→ **Selected text**
_____

Big Lot shares are sliding nearly 10% during this morning’s stock trading action following the release of its earnings report covering the second quarter of 2021 as the company missed analysts’ earnings estimates for the period while the management unexpectedly guided for a Q3 net loss.
For the three months ended on 31 July, the Ohio-based discount retailer reported sales o $1.46 billion resulting in a 25% drop compared to the same quarter a year ago at a point when the company was experiencing above-average demand amid the pandemic. The figure was slightly higher than the $1.48 billion analysts had forecasted for the period.
The company reported a 13.2% decline in same-store sales, which was worst than what analysts expected, while e-commerce volumes experienced a 10% increase compared to the same quarter in 2020 and a 400% jump compared to the second quarter of 2019 – before the pandemic.
Gross margins for the firm also deteriorated as they dropped nearly 200 basis points while the company is expecting to swing to a loss during the next quarter. In this regard, losses per share are expected to land between $0.1 and $0.2 for Q3 2021 – a forecast that surprised analysts as Wall Street was expecting a positive EPS of $0.16 as per data from Capital IQ.
Finally, earnings per share for Big Lots (BIG) landed at $1.09 resulting in a 60.4% drop compared to a year ago but still 105.7% higher than the bottom-line figure reported during the same period in 2019, before the virus crisis stroked. The consensus estimate from analysts surveyed by Capital IQ pointed to earnings per share of $1.12 for the discount retailer.
The company cited “supply chain headwinds” as the primary reason for this downbeat report along with inflationary pressures. Moreover, the management is forecasting earnings per share between $5.9 and $6.05 for the entire 2021 fiscal year. This estimate was around 65 cents or nearly 10% below analysts’ forecasts for the period according to data from Refinitiv.
The Board of Directors of Big Lots declared a quarterly dividend of $0.30 on the company’s common stock to be paid on 24 September 2021 while it also informed investors about the progress it has made in regards to the share buyback program announced on 27 August last year.
By the end of the second fiscal quarter, the company had utilized $403 million of the total $500 million it initially earmarked for this purpose. Approximately 7.3 million shares have been bought since the program was announced at an average cost of $55.18 per share.
How have Big Lots shares performed so far this year?
The performance of Big Lots shares had been suffering even before today’s pronounced downtick as the market probably anticipated that the company will be hit by these supply chain headwinds.
However, the stock remains above water, still delivering gains of nearly 17% for investors since 2021 started on top of last year’s sizable 57% advance.
It remains to be seen if analysts will take action following this downbeat report but, for the time being, the consensus recommendation for the stock is Hold based on the ratings extended by 10 analysts as per data compiled by Seeking Alpha.

_____

Collected data:
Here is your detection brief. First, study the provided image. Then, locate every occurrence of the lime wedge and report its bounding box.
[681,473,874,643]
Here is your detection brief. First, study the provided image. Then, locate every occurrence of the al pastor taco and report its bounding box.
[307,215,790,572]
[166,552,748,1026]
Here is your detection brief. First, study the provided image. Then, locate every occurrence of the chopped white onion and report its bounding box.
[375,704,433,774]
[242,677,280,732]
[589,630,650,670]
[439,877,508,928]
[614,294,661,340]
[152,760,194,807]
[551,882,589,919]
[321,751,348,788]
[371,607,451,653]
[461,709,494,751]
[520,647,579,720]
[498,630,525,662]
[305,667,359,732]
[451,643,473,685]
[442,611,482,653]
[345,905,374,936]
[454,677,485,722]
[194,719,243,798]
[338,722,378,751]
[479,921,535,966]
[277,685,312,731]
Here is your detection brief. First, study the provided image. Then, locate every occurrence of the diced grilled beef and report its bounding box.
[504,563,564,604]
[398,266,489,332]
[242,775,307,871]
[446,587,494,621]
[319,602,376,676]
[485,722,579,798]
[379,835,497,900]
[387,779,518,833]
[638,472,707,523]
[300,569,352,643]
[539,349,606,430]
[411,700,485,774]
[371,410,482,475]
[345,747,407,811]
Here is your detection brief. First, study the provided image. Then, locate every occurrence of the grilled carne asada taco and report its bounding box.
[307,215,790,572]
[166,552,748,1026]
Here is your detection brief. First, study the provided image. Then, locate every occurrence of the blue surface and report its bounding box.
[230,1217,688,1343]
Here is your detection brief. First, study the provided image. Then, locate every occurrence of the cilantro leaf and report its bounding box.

_____

→ **Questions**
1 > What does the Big Lots earnings article say the company cited as the primary reason for its downbeat report?
2 > Transcribe the Big Lots earnings article from "For the three" to "for the period.".

→ **Answers by item**
1 > Supply chain headwinds.

2 >
For the three months ended on 31 July, the Ohio-based discount retailer reported sales o $1.46 billion resulting in a 25% drop compared to the same quarter a year ago at a point when the company was experiencing above-average demand amid the pandemic. The figure was slightly higher than the $1.48 billion analysts had forecasted for the period.